Вообще «Сказание» более индивидуально и менее «регулярно», чем «Чтение», если угодно, менее едино; в нем более заметны швы, приращения, та естественная правка, которая принадлежит не «минутному» автору, а самому времени (ср. следы хронологической стратификаций «Сказания»). Оно анонимно и, так сказать, безлично, открыто для разного рода коррективов и их аккумуляции в тексте. В этом смысле «Сказание» более свободно от тех жестких требований, которые предъявляются к канонизированному жанру жития, каковым является «Чтение», и, следовательно, лучше приспособлено для того, чтобы стать голосом живой и развивающейся трагедии (в частности, оно более документально, чем «Чтение»). Эти черты «Сказания» объясняют, почему лучшие иконописные образы св. Бориса и Глеба по своему духу в большей степени ориентируются на «Сказание», чем на «Чтение» (даже в тех случаях, когда св. Борис и Глеб изображаются с житием). А показания иконописи в подобных ситуациях должны быть признаны весьма авторитетными, потому что, по словам исследователя, «самое крепкое в русской церковной культуре есть русская икона» (Флоровский 1981:509), поскольку «в иконописи эллинический опыт «был русскими мастерами духовно пережит и претворен в подлинной творческой интимности» (уместно в этой связи напомнить о последней молитве Бориса: «И коньчавъшю ему утрьнюю, начать молитися зьря къ иконе господьни…»). И поэтому данные иконописи о св. Борисе и Глебе [422] на определенном уровне имеют самостоятельное значение: они могут не только дублировать данные литературных источников, но и высветлять их своим собственным светом, вскрывая новые и более глубокие смыслы. Вместе с тем это «умозрение в красках», способное к наиболее точному захвату сферы идеального и наиболее глубокому проникновению в тайны религиозного сознания, в иных случаях с удивительной полнотой сохраняет те архаические черты, с преодоления–преобразования которых и начинается углубляющееся движение религиозной мысли.

========

ЗАДАНИЯ К УПРАЖНЕНИЮ:
A – Ответьте на вопросы по фрагменту о «Сказании» и «Чтении»:
(i) К какому жанру относится «Чтение»?
(ii) На какое из двух произведений по духу больше ориентируются лучшие иконописные образы св. Бориса и Глеба?
(iii) Что, по словам исследователя, есть «самое крепкое в русской церковной культуре»?
B – Определите, соответствует ли каждое утверждение фрагменту о «Сказании» и «Чтении». Подтвердите ответ точной цитатой.
(i) «Сказание» более документально, чем «Чтение».
(ii) У «Сказания» есть известный автор.
(iii) Данные иконописи о св. Борисе и Глебе могут лишь повторять данные литературных источников.

ЗАПИСАННЫЕ ДАННЫЕ:

========

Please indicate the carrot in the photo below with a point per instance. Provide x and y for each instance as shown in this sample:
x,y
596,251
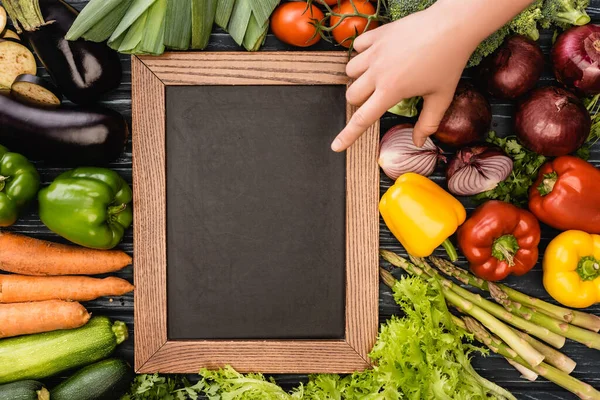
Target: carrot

========

ОТВЕТЫ К ЗАДАНИЯМ:
A –
(i) К канонизированному жанру жития.
(ii) На «Сказание».
(iii) Русская икона.

B –
(i) Да: «оно более документально, чем «Чтение»».
(ii) Нет: «Оно анонимно и, так сказать, безлично».
(iii) Нет: «они могут не только дублировать данные литературных источников, но и высветлять их своим собственным светом».